Work to complete: Lines that contain "this" are to be copied from the material, every one of them.
═════ Source information ═════
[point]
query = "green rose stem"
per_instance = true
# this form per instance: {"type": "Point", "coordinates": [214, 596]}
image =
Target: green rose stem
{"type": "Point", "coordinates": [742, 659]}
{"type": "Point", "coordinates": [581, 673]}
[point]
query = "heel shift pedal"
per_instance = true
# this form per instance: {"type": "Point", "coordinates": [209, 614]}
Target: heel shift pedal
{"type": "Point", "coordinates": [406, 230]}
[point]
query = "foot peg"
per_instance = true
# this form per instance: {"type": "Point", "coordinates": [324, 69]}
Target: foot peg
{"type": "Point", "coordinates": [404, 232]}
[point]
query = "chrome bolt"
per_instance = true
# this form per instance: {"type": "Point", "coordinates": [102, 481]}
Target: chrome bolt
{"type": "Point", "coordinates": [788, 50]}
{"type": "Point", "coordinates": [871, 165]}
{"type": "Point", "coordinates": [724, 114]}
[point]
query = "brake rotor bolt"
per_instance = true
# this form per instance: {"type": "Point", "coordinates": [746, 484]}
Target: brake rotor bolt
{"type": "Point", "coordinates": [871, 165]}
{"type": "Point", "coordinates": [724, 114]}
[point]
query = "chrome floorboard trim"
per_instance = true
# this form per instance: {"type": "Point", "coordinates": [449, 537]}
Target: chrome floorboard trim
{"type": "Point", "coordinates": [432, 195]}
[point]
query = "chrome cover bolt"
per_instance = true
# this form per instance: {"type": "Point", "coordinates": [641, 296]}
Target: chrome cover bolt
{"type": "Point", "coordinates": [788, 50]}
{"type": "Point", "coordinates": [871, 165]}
═════
Exercise result:
# this form per instance: {"type": "Point", "coordinates": [214, 596]}
# this form per instance: {"type": "Point", "coordinates": [209, 614]}
# this form per instance: {"type": "Point", "coordinates": [324, 69]}
# this form per instance: {"type": "Point", "coordinates": [102, 481]}
# this form per instance: {"type": "Point", "coordinates": [746, 484]}
# this form per instance: {"type": "Point", "coordinates": [449, 537]}
# this form per instance: {"type": "Point", "coordinates": [641, 296]}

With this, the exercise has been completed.